— Tasks to perform —
• A. Using the book review below, decide whether each statement agrees with it, answering yes or no and quoting the deciding words: (i) the book runs 384 pages; (ii) the book includes the Kenny Loggins Christmas post; (iii) laughing at "The Party" led the reviewer to read every post on the blog.
• B. According to the book review below, which publisher issued the book, and in what year?

##### Quoted text

Books: Hyperbole and a Half: Unfortunate Situations, Flawed Coping Mechanisms, Mayhem, and Other Things That Happened

Allie Brosh
Touchstone, 2013
384 pages

If you've read the incredibly popular blog that spawned this book, you more or less know everything you need to know about this book. There's really not much to say to the "already fans." About half of the stuff is the favorites from the site (though, sadly, no Kenny Loggins ruining Christmas here), and the rest is, I guess, new content made especially for the book.

If you don't know what Hyperbole and a Half is, you can find out by clicking here. I found the site a few years back, can't remember how (one of those things where maybe someone else linked to it) and laughed so hard at "The Party" that I had to go back and read ALL the posts. And as with pretty much anything in comedy, some posts are funnier than others, and a lot of it depends on your mood at any given time and/or your personal tastes in comedy. I guess the fact that HaaH is so hugely popular at least means Brosh uses a broad enough brush that a large swath of the populace can appreciate her brand of humor.

##########
##### Data excerpt

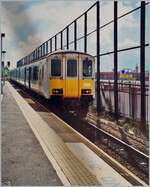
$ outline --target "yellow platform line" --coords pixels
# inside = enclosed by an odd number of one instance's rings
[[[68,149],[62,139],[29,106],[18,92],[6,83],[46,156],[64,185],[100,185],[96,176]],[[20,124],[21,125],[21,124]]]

##########

— Task results —
• A.
(i) Yes: "384 pages"
(ii) No: "no Kenny Loggins ruining Christmas here"
(iii) Yes: "laughed so hard at "The Party" that I had to go back and read ALL the posts"

• B. Touchstone published it in 2013.